Find every line in the rows that contains the word "positive" and copy each one.

--

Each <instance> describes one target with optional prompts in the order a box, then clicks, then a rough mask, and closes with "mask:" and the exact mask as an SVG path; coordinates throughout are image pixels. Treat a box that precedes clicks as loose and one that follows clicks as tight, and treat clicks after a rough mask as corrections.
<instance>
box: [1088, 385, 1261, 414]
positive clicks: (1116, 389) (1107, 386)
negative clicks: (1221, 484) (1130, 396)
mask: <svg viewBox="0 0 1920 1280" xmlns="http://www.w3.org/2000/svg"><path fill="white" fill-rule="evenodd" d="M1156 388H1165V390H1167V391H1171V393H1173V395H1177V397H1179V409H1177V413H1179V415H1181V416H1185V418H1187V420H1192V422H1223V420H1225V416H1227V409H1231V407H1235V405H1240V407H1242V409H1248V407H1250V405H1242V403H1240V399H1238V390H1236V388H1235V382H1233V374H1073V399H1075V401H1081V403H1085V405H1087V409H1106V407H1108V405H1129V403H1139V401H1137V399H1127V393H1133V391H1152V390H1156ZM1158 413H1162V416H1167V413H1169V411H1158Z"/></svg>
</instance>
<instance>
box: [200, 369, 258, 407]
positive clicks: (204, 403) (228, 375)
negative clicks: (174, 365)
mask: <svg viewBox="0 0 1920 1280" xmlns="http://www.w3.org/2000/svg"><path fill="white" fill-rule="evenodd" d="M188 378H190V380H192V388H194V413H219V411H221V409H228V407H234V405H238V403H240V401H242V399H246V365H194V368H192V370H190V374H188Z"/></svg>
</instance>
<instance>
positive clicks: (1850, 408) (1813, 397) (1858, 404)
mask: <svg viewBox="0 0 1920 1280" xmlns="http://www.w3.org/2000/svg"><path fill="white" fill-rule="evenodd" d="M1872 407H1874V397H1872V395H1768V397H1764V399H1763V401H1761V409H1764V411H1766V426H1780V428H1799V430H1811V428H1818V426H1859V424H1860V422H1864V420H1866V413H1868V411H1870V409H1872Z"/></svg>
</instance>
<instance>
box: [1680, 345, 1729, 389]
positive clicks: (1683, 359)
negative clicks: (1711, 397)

--

Written answer:
positive clicks: (1116, 389) (1107, 386)
positive clicks: (204, 403) (228, 375)
positive clicks: (1850, 408) (1813, 397) (1858, 404)
positive clicks: (1683, 359)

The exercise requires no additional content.